■ **Excerto do documento**:
##########

Blue Living - Be water my friend..

...mais do q pessoal, reflexoes sobre a crescente desumanidade social e sobre as nossas lendas pessoais...a minha? o mar!

domingo, maio 15, 2011

Zé Lourenço, O Castelhano.

Não há muito tempo atrás, ainda era viva a Rua das Lojas em Portimão, passou-se um episódio, que recordo com carinho, precisamente hoje
em que estou ouvindo um discurso sublinhadamente católico, proferido pelo padre que celebra a eulogia na missa encomendada em nome do meu falecido avô.
Zé Lourenço, era um personagem de Monchique, conhecido por vaguear a pé o Algarve inteiro, dormindo aqui e acolá, fazendo abrigo de qualquer
canto, cova na berma da estrada ou casa abandonada.
Dizia-se que ele enlouquecera. Dizia-se que ele ouvia vozes e zumbidos nos ouvidos, e que faziam com que se tornasse anti-social, um marginal
auto proposto e um vagabundo de vontade alheia.
Não coexistia com os restantes, refugiava-se no seu medo de ser descoberto e das ordens que as vozes o obrigavam a executar.
E por isso, voava com o vento, sendo avistado tanto em Aljezur como em Faro. Tanto em Albufeira como Portimão.
Andrajoso e pele escura. Despenteado e cabelo desordenado. Barba de muitos dias e muitos caminhos.

##########

■ **Material fornecido**:

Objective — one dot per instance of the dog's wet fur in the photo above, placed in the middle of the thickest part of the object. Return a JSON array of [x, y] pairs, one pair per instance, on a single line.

##########

■ **Objetivo**:
Responda com base no texto sobre Zé Lourenço:
(a) De que terra era Zé Lourenço?
(b) Em nome de quem foi encomendada a missa?
(c) Que abrigos usava ele para dormir?

■ **Solução**:
(a) De Monchique.
(b) Em nome do falecido avô de quem escreve.
(c) Qualquer canto, uma cova na berma da estrada ou uma casa abandonada.